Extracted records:

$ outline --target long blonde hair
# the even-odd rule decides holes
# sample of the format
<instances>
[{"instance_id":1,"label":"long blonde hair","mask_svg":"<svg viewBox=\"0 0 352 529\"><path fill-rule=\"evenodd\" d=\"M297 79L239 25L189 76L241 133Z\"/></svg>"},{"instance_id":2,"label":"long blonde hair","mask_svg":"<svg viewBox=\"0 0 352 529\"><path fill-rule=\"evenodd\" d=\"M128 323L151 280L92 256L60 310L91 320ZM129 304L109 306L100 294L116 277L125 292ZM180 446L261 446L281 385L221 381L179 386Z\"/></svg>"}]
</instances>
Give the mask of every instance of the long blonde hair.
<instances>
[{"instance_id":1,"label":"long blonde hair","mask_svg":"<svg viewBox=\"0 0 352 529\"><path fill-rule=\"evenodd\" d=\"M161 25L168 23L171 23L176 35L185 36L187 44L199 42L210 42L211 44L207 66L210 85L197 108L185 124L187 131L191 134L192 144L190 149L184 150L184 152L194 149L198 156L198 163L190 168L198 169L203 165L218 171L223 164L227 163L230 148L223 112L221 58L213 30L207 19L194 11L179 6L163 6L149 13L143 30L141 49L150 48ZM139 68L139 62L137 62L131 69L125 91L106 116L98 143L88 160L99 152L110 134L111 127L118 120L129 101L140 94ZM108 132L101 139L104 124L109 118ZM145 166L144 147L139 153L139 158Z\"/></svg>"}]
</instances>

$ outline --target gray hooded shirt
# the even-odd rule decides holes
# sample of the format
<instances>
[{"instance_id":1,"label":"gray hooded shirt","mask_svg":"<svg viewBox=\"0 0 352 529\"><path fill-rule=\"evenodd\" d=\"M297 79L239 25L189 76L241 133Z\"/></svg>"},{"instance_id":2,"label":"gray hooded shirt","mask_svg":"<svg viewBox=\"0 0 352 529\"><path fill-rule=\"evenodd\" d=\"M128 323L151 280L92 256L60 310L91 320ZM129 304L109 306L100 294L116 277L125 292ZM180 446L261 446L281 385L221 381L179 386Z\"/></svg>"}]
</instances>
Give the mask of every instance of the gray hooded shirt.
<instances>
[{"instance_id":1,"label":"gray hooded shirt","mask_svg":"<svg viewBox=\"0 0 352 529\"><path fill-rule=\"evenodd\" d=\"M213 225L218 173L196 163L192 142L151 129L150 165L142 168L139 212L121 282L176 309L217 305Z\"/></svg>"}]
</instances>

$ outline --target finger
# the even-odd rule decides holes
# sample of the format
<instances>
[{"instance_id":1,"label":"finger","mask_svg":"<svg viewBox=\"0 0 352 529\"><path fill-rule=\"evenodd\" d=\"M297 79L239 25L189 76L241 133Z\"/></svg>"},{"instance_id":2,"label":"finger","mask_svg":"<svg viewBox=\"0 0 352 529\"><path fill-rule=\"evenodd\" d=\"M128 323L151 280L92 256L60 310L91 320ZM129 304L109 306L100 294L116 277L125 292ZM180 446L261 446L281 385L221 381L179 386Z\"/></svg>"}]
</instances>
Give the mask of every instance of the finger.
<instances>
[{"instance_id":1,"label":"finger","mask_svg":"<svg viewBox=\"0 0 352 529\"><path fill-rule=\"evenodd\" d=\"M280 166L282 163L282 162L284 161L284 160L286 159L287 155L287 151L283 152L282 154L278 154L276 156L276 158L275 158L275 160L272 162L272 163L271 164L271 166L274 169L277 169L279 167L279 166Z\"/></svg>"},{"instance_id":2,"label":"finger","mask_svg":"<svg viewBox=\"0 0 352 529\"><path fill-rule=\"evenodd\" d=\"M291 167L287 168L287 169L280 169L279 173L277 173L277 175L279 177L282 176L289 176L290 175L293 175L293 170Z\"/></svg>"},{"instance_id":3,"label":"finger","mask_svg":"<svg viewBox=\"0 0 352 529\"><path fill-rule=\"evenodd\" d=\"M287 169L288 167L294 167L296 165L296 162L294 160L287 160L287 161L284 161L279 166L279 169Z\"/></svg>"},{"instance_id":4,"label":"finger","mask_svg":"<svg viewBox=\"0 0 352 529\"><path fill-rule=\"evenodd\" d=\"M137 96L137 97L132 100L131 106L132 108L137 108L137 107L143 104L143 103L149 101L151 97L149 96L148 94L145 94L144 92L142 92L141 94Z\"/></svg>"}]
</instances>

■ Given problem: Filter the records above down to the lines that contain the string "outline", copying each of those lines in full.

■ Response to this task:
$ outline --target long blonde hair
$ outline --target gray hooded shirt
$ outline --target finger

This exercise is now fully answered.